SELECTED PASSAGE —
++++++++++

WorldWideScience.org Accelerating Global Scientific Discovery
WorldWideScience.org Accelerating Global Scientific Discovery
WorldWideScience.org Accelerating Global Scientific Discovery
Walter L. Warnick, Ph.D.
United States Department of Energy
Office of Scientific & Technical Information
(Operating Agent for WorldWideScience.org)
Washington, D.C., United States
Good afternoon and thank you for that introduction. Thank you to KISTI for hosting this conference and to both KISTI and ICSTI for organizing it.
I will begin my talk by explaining what is WorldWideScience. WorldWideScience begins with the observation that many countries publish scientific and technical information on the web. We call the sites where this information is posted a "national science portal." National portals can take a variety of forms, from a collection of conventional web pages, to a single database on the web, to multiple unconnected databases, to a federation of many such databases so that users can search multiple databases with a single query.
Of course, I was particularly familiar with the national science portal of the United States, Science.gov, which is hosted on behalf of the United States Science.gov Alliance by my Office of Scientific and Technical Information.
A couple years ago, it occurred to me that researchers and science attentive citizens would greatly benefit if all the national science portals could be searched via a single query. Eventually, the tool that allowed single query searching of multiple national portals came to be called WorldWideScience. I will begin by recapping the short history of WorldWideScience.org.
International partnership kicks off global science gateway
Just two years ago, at the ICSTI June 2006 meeting in Bethesda, Maryland, U.S., I expressed a vision for a "global science gateway." The concept was endorsed by the British Library, which offered to collaborate with my agency, the United States Department of Energy (DOE).
In January 2007, a bilateral partnership was formalized when the British Library and DOE signed a Statement of Intent to partner in the development of the Global Science Gateway. Dr. Raymond Orbach, DOE Under Secretary for Science, and Dame Lynne Brindley, Chief Executive of the British Library, participated in the signing ceremony in London. The Statement of Intent invited other nations to join the collaboration.
WorldWideScience.org was launched in June 2007
"WorldWideScience.org," was developed by the U.S. Department of Energy's Office of Scientific and Technical Information. It was unveiled to ICSTI members and the public at last year’s ICSTI conference in Nancy, France. ICSTI members also endorsed the proposal to serve as the umbrella organization for the future long-term governance of WorldWideScience.org. We thank them for their support.
A Terms of Reference document was developed to define this governance structure, now called the WorldWideScience Alliance. The Terms of Reference were accepted by ICSTI members at the 2008 Winter Meeting in Paris.
Tomorrow, there will be a special ceremony to launch the WorldWideScience Alliance. Please attend. I think it is a historic event.
WorldWideScience.org, the Global Science Gateway, enables anyone with Internet access to launch a single query search of over 200 million pages of scientific and technical information from more than 40 countries, covering all of the world's inhabited continents and nearly half the world's population. WorldWideScience.org improves the visibility of R&D outputs and expands scientific communication by providing equal access to diverse geographic settings. It does what Professor Min discussed this morning—WorldWideScience overcomes national boundaries. WorldWideScience relies upon an unconventional technology, called federated search. The technology is provided by Deep Web Technologies. Its president is Abe Lederman, who is here today.

++++++++++

INFORMATION SHOWN —

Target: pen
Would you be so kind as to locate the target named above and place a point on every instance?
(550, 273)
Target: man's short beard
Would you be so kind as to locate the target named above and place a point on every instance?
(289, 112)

++++++++++

EXERCISE GOAL — Write a continuation of the talk on WorldWideScience.org, beginning after its final sentence. The lines are separate material and have no connection to the talk on WorldWideScience.org.

EXERCISE RESPONSE —
- Grown from 12 databases from 10 countries one year ago to 32 databases from 44 countries today
- A quantity of science (more than 200 million pages from every inhabited continent)
- A breakthrough in content enabled by breakthrough technology
WorldWideScience has grown rapidly.
Today, it has grown to the point that the quantity of science searched—over 200 million pages—is comparable to the quantity of science searched by conventional web search engines, such as Google.
Equally important, the science searched by WorldWideScience tends to be scholarly, as opposed to the lay content searched by conventional web search engines. The bulk of the content on WorldWideScience is not accessible by conventional search engines. We say that the content searchable via WorldWideScience is non-Googleable. Thus, WorldWideScience is a complementary source to Google, rather than being duplicative.
We have generally limited the sources to those with English language interfaces. We hope to include non-English sources in the future as machine translation capabilities address this need.
Current WorldWideScience.org Sources
- African Journals Online
- Article@INIST (France)
- Australian Antarctic Data Centre
- Canada Institute for Scientific and Technical Information
- CSIR Research Space (South Africa)
- Defence Research and Development Canada (Canada)
- Directory of Open Access Jornals (Sweeden)
- DEFF Global E Prints (Denmark)
- DEFF Research Database (Denmark)
- Electronic Table of Contents (ETOC) (United Kingdom)
- Indian Academy of Sciences
- Indian Institute of Science Eprints
- Indian Institute of Science Theses & Dissertations
- Indian Medlars Centre
- J-EAST (Japan)
- J-STAGE (Japan)
- J-STORE (Japan)
- Journal@rchive (Japan)
- Korea Science (Korea)
- NARCIS (Netherlands)
- Science.gov (United States)
- Scientific Electronic Library Online (Argentina, Brazil, Chile, Colombia, Portugal, Spain)
- Transactions and Proceedings of the Royal Society of New Zealand 1868-1961 (New Zealand)
- UK PubMed Central (United Kingdom)
- Vascoda (Germany)
- VTT Technical Research Centre of Finland Publications Register
- VTT Technical Research Centre of Finland Research Register
Our current sources include large prominent collections such as Science.gov (the U.S. contribution) in addition to smaller sources of highly valuable science. Many of the geographic areas included in WorldWideScience.org, such as some of the African countries included in African Journals Online, are not traditionally well represented in standard scientific and technical resources.
Current Information Partners in WorldWideScience.org
- Burkina Faso
- Congo, DR
- Cote d'Ivoire
Current Information Partners in WorldWideScience.org (cont.)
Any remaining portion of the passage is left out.